• Textauszug:
Acker mit „Geomagnetifère“

In neuester Zeit wurden die Geomagnetifèren wieder berücksichtigt, und es war wiederum Paulin in Monbrisen, der sie zu vervollkommnen suchte. Der verbesserte Apparat soll in folgender Weise zusammengestellt werden:

In der Mitte des zur Elektrokultur erwählten Platzes wird eine hölzerne, möglichst gut getheerte, etwa 10 bis 20 m hohe Stange aufgepflanzt. An der Spitze der Stange befindet sich ein Isolator aus Porzellan, und an diesem wird der Elektricitätssammler befestigt, ein Metallbesen aus fünf 4 mm dicken und 0,5 m langen Kupferdrähten. Von diesem Sammler läuft an Isolatoren die Stange hinab ein 4 mm starker Draht aus galvanisiertem Eisen bis in das Erdreich, wo er sich mit dem Elektricitätsvertheiler vereinigt; dieser besteht aus galvanisierten Eisendrähten, die zu einem quadratischen Netz (in unserer Zeichnung durch gestrichelte Linien angedeutet) geordnet sind, wobei ein Draht von dem anderen um etwa 2 m entfernt ist. Die Tiefe, in welche der „Vertheiler“ gelegt werden muß, richtet sich nach der Natur der angebauten Pflanzen: für Weinstöcke genügt eine Tiefe von 0,4 m, für Wiesen und Getreidefelder eine solche von 0,15 m.

Der Umkreis, in welchem der Geomagnetifère seine Wirkung ausübst, hängt von der Höhe der Stange ab; sie erstreckt sich auf eine Kreisfläche, deren Mittelpunkt die Stange bildet, während der Halbmesser dieses Kreises doppelt so lang ist wie die Stange. Die Stange muß aber alle Gegenstände innerhalb dieser Kreisfläche überragen; stehen in unmittelbarer Nähe des Magnetifères Bäume, die höher sind als er, so entziehen sie die Elektricität, und der Apparat ist völlig unwirksam.

• Zu erledigende Aufgaben:
**a)** Wie tief muss der „Vertheiler“ laut dem Textauszug über den Geomagnetifère bei Weinstöcken gelegt werden?
**b)** Setzen Sie den Textauszug über den Geomagnetifère an der Stelle fort, an der er endet.
Die Zeilen stammen aus einer anderen Quelle.

• Angezeigte Zeilen:
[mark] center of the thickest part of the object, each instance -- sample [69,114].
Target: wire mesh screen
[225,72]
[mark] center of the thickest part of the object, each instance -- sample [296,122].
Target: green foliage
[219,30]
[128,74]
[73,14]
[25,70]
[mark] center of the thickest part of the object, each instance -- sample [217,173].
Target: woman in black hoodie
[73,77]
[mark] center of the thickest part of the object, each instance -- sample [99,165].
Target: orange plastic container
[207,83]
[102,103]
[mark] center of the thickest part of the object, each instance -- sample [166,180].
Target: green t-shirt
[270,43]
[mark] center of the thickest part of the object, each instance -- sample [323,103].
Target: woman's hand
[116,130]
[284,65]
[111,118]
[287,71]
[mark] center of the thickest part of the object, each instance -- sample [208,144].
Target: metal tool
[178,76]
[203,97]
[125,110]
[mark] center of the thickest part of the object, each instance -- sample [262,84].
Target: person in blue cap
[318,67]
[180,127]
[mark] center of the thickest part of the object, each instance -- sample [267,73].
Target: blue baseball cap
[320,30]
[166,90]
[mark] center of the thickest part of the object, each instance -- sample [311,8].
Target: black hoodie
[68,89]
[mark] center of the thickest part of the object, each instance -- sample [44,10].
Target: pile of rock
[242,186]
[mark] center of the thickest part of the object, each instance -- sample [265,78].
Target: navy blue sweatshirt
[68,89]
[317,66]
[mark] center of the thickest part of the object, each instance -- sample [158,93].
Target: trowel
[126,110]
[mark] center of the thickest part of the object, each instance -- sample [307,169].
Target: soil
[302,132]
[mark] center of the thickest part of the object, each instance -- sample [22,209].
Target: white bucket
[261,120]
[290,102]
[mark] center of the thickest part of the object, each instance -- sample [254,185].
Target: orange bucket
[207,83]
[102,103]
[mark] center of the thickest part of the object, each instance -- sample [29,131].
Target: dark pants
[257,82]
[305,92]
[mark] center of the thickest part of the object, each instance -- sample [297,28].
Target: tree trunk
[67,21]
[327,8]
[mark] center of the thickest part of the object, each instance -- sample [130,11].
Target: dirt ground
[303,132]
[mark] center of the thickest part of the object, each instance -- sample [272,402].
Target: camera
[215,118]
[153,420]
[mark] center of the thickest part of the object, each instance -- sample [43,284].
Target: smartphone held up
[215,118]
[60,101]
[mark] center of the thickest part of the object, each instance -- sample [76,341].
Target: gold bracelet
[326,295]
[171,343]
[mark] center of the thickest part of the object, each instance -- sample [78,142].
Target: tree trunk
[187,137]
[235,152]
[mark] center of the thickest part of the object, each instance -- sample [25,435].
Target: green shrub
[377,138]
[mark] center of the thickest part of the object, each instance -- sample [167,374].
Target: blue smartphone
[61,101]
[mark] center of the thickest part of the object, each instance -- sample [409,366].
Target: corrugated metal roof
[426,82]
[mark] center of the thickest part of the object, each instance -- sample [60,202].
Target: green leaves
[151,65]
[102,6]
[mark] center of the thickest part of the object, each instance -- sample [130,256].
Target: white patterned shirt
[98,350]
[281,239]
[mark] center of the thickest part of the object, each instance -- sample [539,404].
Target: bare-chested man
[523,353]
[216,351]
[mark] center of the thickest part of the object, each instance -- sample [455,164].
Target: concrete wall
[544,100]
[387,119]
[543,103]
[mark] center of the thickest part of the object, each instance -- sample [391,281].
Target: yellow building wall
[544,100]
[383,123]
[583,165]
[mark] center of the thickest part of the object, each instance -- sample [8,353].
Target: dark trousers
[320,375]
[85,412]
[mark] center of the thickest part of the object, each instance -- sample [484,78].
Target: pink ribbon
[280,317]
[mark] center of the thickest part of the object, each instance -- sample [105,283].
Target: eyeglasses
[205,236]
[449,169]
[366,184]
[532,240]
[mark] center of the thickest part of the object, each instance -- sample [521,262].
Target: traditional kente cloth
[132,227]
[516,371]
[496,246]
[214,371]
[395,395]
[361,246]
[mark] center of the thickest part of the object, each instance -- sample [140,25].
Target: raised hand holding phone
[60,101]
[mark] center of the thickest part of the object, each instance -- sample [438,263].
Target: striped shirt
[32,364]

• Gegebene Antworten:
**a)** Für Weinstöcke genügt eine Tiefe von 0,4 m.

**b)**
Die ersten Versuche mit diesem Apparat wurden in Monbrison im Jahre 1891 angestellt. Wir heben nur einige Ergebnisse hervor. Auf einem Kartoffelfeld wurde ein 8,5 m hoher Geomagnetifère errichtet; die Elektrokultur erzeugte, auf das Hektar berechnet, eine Kartoffelernte von 28 000 kg, während die ohne Elektricisätszuführung gezogenen Kartoffeln nur 18 700 kg für das Hektar ergaben. Die elektrisch behandelten Kartoffeln zeichneten sich ferner in der Güte aus; denn wie die Analyse zeigte, hatten sie einen Stärkegehalt von 17,8 %;, während die Kontrollkartoffeln nur 15,3 %Stärke enthielten. Auch das Wachsthum von Kraut wurde durch die Elektrokultur begünstigt, und es gelang, Spinat von geradezu riesiger Größe zu erzielen. Mit einem 14 m hohen Magnetifère wurde ein Versuch in einem Weinberg gemacht, und hier ergab die Elektrokultur schönere und bedeutend zuckerreichere Beeren.

Die letzten Monate waren leider für eine weitere Prüfung der Elektricitätswirkung auf unsere Kulturgewächse sehr ungünstig; die große Hitze und Dürre, die im vorigen Sommer geherrscht, und die Dürre, die in den Monaten März und April und einem Theil des Mai dieses Jahres sich über weite Gebiete erstreckt hat, entzogen den Pflanzen das Wasser, ein Lebenselement, das durch die Elektricität nicht ersetzt werden konnte. Das Wachsthum blieb in jenen Zeiträumen zurück sowohl im freien Felde wie im Bereich der Magnetifèren.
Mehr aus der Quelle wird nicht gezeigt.